* **Description of the task**
Would you please restate all of the data exactly?

* **Data to use**
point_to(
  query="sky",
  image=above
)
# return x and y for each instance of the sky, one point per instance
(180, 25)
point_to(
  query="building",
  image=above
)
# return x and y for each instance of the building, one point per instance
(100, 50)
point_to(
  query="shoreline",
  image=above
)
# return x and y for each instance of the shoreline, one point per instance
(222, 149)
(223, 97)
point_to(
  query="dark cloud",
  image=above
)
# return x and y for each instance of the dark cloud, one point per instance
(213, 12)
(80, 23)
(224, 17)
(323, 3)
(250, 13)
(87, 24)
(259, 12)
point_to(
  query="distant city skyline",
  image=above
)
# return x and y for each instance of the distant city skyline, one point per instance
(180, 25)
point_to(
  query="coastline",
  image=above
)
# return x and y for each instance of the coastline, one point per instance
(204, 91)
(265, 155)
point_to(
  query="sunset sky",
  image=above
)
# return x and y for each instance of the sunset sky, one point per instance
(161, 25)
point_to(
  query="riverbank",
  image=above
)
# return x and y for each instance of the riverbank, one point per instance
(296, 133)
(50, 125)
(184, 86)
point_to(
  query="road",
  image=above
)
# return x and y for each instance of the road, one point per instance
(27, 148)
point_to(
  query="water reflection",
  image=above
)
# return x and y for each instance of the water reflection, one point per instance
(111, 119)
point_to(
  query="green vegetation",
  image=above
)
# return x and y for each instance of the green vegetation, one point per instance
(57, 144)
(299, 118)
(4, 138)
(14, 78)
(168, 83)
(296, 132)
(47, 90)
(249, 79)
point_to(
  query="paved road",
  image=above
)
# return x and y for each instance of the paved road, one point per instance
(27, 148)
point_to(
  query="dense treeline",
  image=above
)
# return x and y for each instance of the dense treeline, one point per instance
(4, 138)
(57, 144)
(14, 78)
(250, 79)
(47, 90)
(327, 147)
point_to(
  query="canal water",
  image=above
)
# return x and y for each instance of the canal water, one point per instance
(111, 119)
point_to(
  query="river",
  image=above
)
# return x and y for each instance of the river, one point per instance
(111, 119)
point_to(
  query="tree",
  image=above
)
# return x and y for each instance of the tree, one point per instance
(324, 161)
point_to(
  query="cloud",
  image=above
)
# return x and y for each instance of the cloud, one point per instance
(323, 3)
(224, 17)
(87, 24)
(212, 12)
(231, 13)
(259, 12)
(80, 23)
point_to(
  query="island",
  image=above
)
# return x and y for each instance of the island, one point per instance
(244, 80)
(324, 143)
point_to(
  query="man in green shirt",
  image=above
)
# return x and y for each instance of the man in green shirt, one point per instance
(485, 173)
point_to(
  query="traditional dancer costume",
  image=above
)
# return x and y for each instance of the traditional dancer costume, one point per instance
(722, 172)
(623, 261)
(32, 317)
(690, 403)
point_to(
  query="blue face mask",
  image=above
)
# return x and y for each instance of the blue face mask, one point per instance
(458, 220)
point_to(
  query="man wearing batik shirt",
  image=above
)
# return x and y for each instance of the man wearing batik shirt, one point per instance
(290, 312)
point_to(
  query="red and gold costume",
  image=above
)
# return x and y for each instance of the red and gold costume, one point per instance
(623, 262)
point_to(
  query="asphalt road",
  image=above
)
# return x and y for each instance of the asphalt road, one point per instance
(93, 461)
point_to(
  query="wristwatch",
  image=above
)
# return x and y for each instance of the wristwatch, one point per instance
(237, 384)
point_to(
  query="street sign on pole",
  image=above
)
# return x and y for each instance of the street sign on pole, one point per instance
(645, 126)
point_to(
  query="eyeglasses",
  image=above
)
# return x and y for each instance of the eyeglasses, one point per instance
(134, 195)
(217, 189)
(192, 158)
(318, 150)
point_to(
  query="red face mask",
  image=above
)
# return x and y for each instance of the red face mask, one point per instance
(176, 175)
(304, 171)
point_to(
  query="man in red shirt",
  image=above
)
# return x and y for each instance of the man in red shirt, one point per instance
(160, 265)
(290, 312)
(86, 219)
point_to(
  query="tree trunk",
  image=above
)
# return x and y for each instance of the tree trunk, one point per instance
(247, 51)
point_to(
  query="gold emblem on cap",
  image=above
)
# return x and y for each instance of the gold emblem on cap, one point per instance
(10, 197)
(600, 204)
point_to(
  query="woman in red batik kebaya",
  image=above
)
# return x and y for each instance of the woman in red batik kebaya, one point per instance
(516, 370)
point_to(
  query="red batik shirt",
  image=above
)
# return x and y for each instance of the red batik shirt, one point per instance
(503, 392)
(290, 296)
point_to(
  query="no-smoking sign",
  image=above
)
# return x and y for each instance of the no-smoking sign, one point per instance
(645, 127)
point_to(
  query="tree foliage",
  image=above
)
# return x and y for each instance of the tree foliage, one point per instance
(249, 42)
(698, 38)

* **Output of the task**
point_to(
  query="sky",
  image=above
)
# return x and y for each instance of the sky, one point per instance
(180, 25)
point_to(
  query="building",
  image=above
)
# return x and y for each instance of the building, one point per instance
(100, 50)
point_to(
  query="shoreline",
  image=above
)
# return x and y for each instance of the shoreline, one point per instance
(222, 149)
(223, 97)
point_to(
  query="dark cloud",
  image=above
)
# return x and y for each instance of the dark cloud, one point per instance
(213, 12)
(80, 23)
(224, 17)
(323, 3)
(250, 13)
(87, 24)
(259, 12)
point_to(
  query="distant city skyline",
  image=above
)
# return x and y for each instance of the distant city skyline, one point per instance
(180, 25)
point_to(
  query="coastline",
  image=above
)
# return x and y for each instance of the coastline, one point per instance
(204, 91)
(265, 155)
point_to(
  query="sunset sky",
  image=above
)
# return x and y for each instance of the sunset sky, one point per instance
(161, 25)
point_to(
  query="riverbank",
  image=above
)
# return x and y for each instance of the riverbank, one point per instance
(296, 133)
(50, 125)
(184, 86)
point_to(
  query="road",
  image=above
)
# return x and y for each instance of the road, one point per instance
(27, 148)
point_to(
  query="water reflection",
  image=above
)
# return x and y for each instance of the water reflection, one point per instance
(111, 119)
point_to(
  query="green vegetation",
  image=above
)
# return x and y for each instance of the green vegetation, one point per instance
(57, 144)
(299, 118)
(4, 138)
(14, 78)
(168, 83)
(296, 132)
(47, 90)
(249, 79)
point_to(
  query="paved road",
  image=above
)
# return x and y for each instance of the paved road, one point per instance
(27, 148)
point_to(
  query="dense treeline",
  image=above
)
# return x and y for each instance of the dense treeline, one point per instance
(4, 138)
(57, 144)
(14, 78)
(250, 79)
(47, 90)
(327, 147)
point_to(
  query="canal water",
  image=above
)
# return x and y for each instance of the canal water, one point per instance
(111, 119)
point_to(
  query="river",
  image=above
)
# return x and y for each instance of the river, one point per instance
(111, 119)
point_to(
  query="tree",
  image=above
)
# return x and y for each instance of the tree, one point per instance
(324, 161)
point_to(
  query="cloud",
  image=above
)
# return x and y for each instance of the cloud, one point per instance
(323, 3)
(224, 17)
(87, 24)
(212, 12)
(231, 13)
(259, 12)
(80, 23)
point_to(
  query="island",
  image=above
)
# return x and y for each instance of the island, one point per instance
(244, 80)
(324, 143)
point_to(
  query="man in green shirt",
  image=above
)
# return x and y for each instance of the man in green shirt, one point per instance
(485, 173)
point_to(
  query="traditional dancer costume",
  image=above
)
# return x and y for each instance of the traditional dancer costume, one point per instance
(722, 172)
(623, 261)
(32, 317)
(690, 403)
point_to(
  query="blue face mask",
  image=above
)
# return x and y for each instance of the blue face mask, one point per instance
(458, 220)
point_to(
  query="man wearing batik shirt",
  image=above
)
# return x and y for each instance of the man wearing batik shirt, one point per instance
(290, 312)
point_to(
  query="red and gold costume",
  image=above
)
# return x and y for each instance of the red and gold costume, one point per instance
(623, 262)
point_to(
  query="asphalt road",
  image=above
)
# return x and y for each instance of the asphalt road, one point per instance
(93, 461)
point_to(
  query="wristwatch",
  image=above
)
# return x and y for each instance of the wristwatch, one point per instance
(237, 384)
point_to(
  query="street sign on pole",
  image=above
)
# return x and y for each instance of the street sign on pole, one point per instance
(645, 126)
point_to(
  query="eyeglasses",
  image=above
)
# return x and y for each instance of the eyeglasses, one point per instance
(134, 195)
(217, 189)
(192, 158)
(318, 150)
point_to(
  query="red face mask",
  image=above
)
# return x and y for each instance of the red face mask, one point per instance
(176, 175)
(304, 171)
point_to(
  query="man in red shirt",
  image=above
)
# return x and y for each instance of the man in red shirt, one point per instance
(160, 265)
(290, 312)
(86, 219)
point_to(
  query="tree trunk",
  image=above
)
# return x and y for each instance of the tree trunk, one point per instance
(247, 51)
point_to(
  query="gold emblem on cap",
  image=above
)
# return x and y for each instance of the gold emblem on cap, one point per instance
(10, 197)
(600, 204)
point_to(
  query="woman in red batik kebaya",
  image=above
)
# return x and y for each instance of the woman in red batik kebaya, one point per instance
(516, 370)
point_to(
  query="red batik shirt",
  image=above
)
# return x and y for each instance of the red batik shirt, one point per instance
(503, 392)
(290, 296)
point_to(
  query="no-smoking sign",
  image=above
)
# return x and y for each instance of the no-smoking sign, one point per instance
(645, 127)
point_to(
  query="tree foliage",
  image=above
)
# return x and y for each instance of the tree foliage, one point per instance
(249, 42)
(698, 38)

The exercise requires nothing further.